(Beginning of RECORDED INFORMATION)

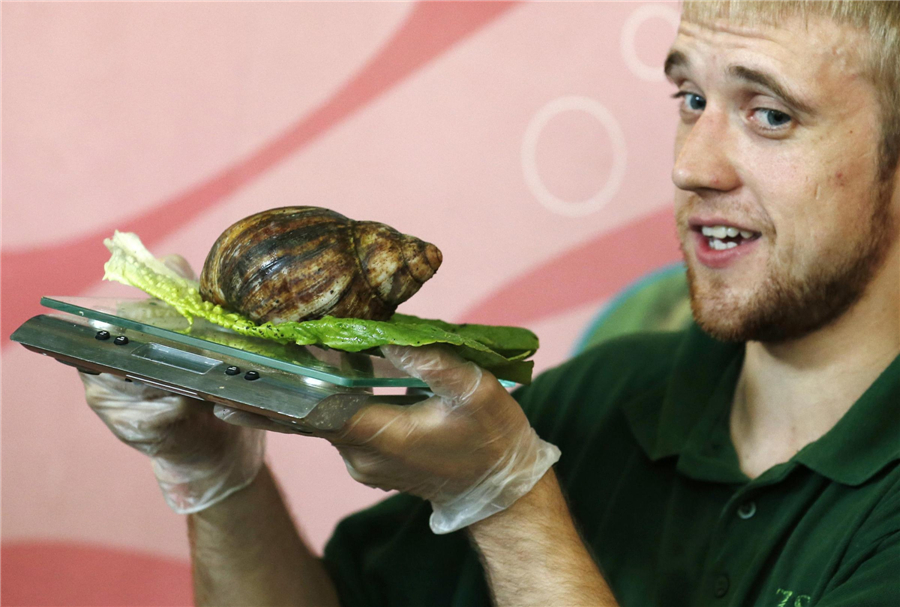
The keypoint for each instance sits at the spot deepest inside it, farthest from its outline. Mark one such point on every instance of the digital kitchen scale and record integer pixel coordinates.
(305, 388)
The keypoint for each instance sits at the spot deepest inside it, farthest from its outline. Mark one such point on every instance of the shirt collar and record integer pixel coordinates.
(690, 419)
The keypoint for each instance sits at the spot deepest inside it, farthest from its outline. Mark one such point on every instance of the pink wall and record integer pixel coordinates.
(531, 143)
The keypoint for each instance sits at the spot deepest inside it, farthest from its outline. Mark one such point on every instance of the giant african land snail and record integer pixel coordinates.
(302, 263)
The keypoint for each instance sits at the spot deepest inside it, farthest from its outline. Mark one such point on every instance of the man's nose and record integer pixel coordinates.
(703, 155)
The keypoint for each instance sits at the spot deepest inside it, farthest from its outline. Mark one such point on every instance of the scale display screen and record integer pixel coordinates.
(192, 347)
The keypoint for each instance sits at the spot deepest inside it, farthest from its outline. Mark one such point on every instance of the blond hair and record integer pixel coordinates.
(879, 19)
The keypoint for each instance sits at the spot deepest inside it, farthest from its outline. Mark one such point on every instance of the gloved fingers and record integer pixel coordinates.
(446, 373)
(179, 265)
(247, 419)
(392, 427)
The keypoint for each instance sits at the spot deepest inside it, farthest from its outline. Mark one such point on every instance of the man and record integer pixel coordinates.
(753, 462)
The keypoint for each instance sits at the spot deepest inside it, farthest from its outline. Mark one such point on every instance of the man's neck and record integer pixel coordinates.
(789, 395)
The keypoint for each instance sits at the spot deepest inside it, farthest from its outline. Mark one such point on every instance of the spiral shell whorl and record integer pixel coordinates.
(301, 263)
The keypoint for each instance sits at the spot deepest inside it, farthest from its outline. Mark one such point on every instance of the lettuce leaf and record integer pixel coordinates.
(501, 350)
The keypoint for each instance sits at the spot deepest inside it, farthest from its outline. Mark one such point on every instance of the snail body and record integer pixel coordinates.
(303, 263)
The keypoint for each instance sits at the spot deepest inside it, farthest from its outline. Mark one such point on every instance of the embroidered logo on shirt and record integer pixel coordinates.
(800, 600)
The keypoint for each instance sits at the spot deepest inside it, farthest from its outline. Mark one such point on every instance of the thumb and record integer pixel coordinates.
(446, 373)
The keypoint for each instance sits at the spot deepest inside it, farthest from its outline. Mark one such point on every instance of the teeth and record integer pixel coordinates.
(714, 232)
(720, 245)
(723, 231)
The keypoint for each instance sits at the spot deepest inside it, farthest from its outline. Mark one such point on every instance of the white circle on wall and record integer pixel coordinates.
(629, 33)
(529, 155)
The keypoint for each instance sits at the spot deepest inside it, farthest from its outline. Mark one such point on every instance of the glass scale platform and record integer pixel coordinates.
(306, 388)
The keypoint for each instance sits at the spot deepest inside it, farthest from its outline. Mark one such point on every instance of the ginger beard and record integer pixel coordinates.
(790, 302)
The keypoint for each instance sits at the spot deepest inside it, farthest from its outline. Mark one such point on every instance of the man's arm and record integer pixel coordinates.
(246, 550)
(533, 555)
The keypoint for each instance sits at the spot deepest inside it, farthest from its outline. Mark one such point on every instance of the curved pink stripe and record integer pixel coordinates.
(588, 273)
(431, 29)
(63, 574)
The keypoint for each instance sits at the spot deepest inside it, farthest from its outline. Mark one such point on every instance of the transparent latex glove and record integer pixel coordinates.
(198, 459)
(469, 449)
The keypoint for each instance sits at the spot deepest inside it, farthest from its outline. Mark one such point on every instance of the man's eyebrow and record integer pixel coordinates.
(748, 75)
(675, 59)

(End of RECORDED INFORMATION)

__EXERCISE OBJECTIVE__:
Using the records above, copy exactly the lines from the one containing "teeth and record integer pixel coordinates." through the last, inclusive, and nothing else.

__RESPONSE TO THIS EXERCISE__:
The keypoint for each instance sits at the spot deepest inside it, farthest from its outline. Mark one such point on every instance of the teeth and record integer pixel coordinates.
(714, 232)
(720, 245)
(723, 231)
The keypoint for each instance sits at the spot deepest inside it, farthest from its outline. Mark one such point on every instance of the white circle on wall and record integer pixel coordinates.
(629, 33)
(529, 155)
The keypoint for each instance sits at the spot deepest inside it, farthest from its outline. Mark one such point on every instance of the glass scale platform and record integer pixel coordinates.
(306, 388)
The keypoint for each instance sits at the spot deepest inside it, farthest from its outline. Mark one such point on every instance of the ginger beard and record integer pixel coordinates.
(790, 302)
The keypoint for each instance sits at the spot deepest inside it, farthest from its outline. Mark one such point on every instance of the man's arm and record integer pixel coordinates.
(246, 550)
(533, 555)
The keypoint for each instance sits at the spot deepest inside it, farthest from its outline. Mark one such point on every instance of the curved pink stripe and record integer pixel coordinates.
(588, 273)
(431, 29)
(63, 574)
The keypoint for each instance sits at the spot deepest inside it, farthest from its outline. Mark one such point on every instance of the transparent latex glove and record integer pixel coordinates.
(198, 459)
(469, 449)
The keypoint for each instance sits at the spot deepest inside it, farthest from its outline. Mark one such point on every instance of the man's eyebrow and record integer pixel coordinates.
(748, 75)
(675, 59)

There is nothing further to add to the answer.